Collected data:
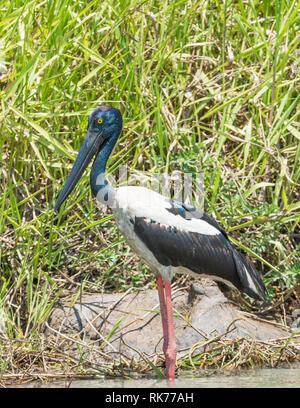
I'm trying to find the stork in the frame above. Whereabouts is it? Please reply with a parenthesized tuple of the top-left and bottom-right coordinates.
(54, 106, 266, 380)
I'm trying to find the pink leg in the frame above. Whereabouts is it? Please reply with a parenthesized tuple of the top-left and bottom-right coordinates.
(164, 281, 177, 381)
(156, 277, 176, 381)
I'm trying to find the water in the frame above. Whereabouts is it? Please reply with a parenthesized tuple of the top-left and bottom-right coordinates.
(18, 365, 300, 388)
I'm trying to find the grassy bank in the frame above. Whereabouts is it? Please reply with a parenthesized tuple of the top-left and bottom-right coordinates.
(0, 0, 299, 382)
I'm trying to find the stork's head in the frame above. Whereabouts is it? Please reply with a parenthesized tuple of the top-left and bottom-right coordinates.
(54, 105, 122, 212)
(87, 105, 123, 140)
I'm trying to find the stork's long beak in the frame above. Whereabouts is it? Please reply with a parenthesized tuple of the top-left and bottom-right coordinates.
(54, 130, 103, 212)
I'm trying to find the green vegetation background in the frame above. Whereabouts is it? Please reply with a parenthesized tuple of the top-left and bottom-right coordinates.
(0, 0, 299, 347)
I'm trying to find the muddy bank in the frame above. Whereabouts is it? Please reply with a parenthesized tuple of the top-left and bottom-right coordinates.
(46, 279, 299, 362)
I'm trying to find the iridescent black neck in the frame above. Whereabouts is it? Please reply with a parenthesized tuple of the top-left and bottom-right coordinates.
(90, 132, 119, 197)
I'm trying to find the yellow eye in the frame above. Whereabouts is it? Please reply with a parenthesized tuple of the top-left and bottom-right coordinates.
(97, 118, 103, 124)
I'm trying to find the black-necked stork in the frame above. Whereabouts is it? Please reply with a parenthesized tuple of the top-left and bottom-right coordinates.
(54, 106, 266, 380)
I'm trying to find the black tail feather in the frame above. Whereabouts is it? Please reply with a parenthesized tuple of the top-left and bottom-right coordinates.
(232, 250, 266, 301)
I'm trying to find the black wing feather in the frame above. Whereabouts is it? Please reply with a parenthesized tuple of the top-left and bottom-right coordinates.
(133, 200, 266, 300)
(133, 217, 245, 291)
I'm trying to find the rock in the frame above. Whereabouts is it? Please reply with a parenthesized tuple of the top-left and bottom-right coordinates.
(46, 279, 296, 361)
(291, 309, 300, 330)
(291, 319, 300, 329)
(292, 309, 300, 319)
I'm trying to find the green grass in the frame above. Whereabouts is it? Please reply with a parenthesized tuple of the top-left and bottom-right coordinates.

# [Task details]
All of the entries above are to be duplicated exactly, with every image left out.

# [Response to the exercise]
I'm trying to find the stork in the frame above. Whereabouts is it? Please reply with a parenthesized tuple of the top-left and bottom-right coordinates.
(54, 106, 266, 380)
I'm trying to find the pink leg in the frame above. Whereabouts is it? Please reply with a parenthesized tuple of the top-left and bottom-right coordinates.
(164, 281, 177, 381)
(156, 277, 176, 381)
I'm trying to find the water in the frame above. Whereabouts is it? Please reply with a parenthesized tuple of the top-left and bottom-right coordinates.
(18, 365, 300, 388)
I'm trying to find the grassy bank in the frame above. Whereabouts is it? Please reply with a parenthesized tuple of the top-left and bottom-right coordinates.
(0, 0, 299, 382)
I'm trying to find the stork's head in the frame above. Whereabouts is it? Please reply with a parenthesized tuple of the top-left and bottom-right coordinates.
(54, 105, 122, 212)
(87, 105, 123, 140)
I'm trying to find the stork's long beak in the frame above. Whereabouts is it? Please reply with a parenthesized tuple of the top-left and bottom-right coordinates.
(54, 130, 103, 212)
I'm trying to find the green vegetation background in the frame above. Whereabouts is it? Please reply with a parenthesized tuple of the top-left and bottom-right coordinates.
(0, 0, 299, 347)
I'm trying to find the muddy bank in the frame above. Whereabouts is it? Please reply with a parenthesized tuple of the top-left and bottom-right coordinates.
(46, 279, 299, 362)
I'm trying to find the iridescent black neck in the frame above. Whereabouts is it? Please reply with a parenthesized tuple of the top-left and bottom-right coordinates.
(90, 132, 119, 197)
I'm trying to find the yellow eye in the frame above. Whereabouts is it? Please reply with a parenthesized tuple of the top-left and bottom-right coordinates.
(97, 118, 103, 124)
I'm trying to find the black-necked stork in the frame above. Whereabouts is it? Please reply with a parenthesized tuple of the top-left and bottom-right coordinates.
(54, 106, 266, 380)
I'm trying to find the black tail feather in the frame above. Whereabouts is it? Please reply with a parenthesized tuple of the top-left and bottom-right coordinates.
(232, 250, 266, 301)
I'm trying to find the black wing feather in the frame above. Whereabouts is it? Please reply with a parenthesized tuple of the top-left and bottom-right coordinates.
(133, 200, 266, 300)
(133, 217, 245, 291)
I'm trying to find the rock in the frame above. Whereabouts is it? Please reply with a parenthesized tuple of the top-left and bottom-right coordinates.
(46, 279, 296, 361)
(291, 309, 300, 330)
(291, 319, 300, 329)
(292, 309, 300, 319)
I'm trying to find the green grass in the frame above. Whereabouts is it? Please reply with a parenthesized tuple of the top-left and bottom-right coordinates.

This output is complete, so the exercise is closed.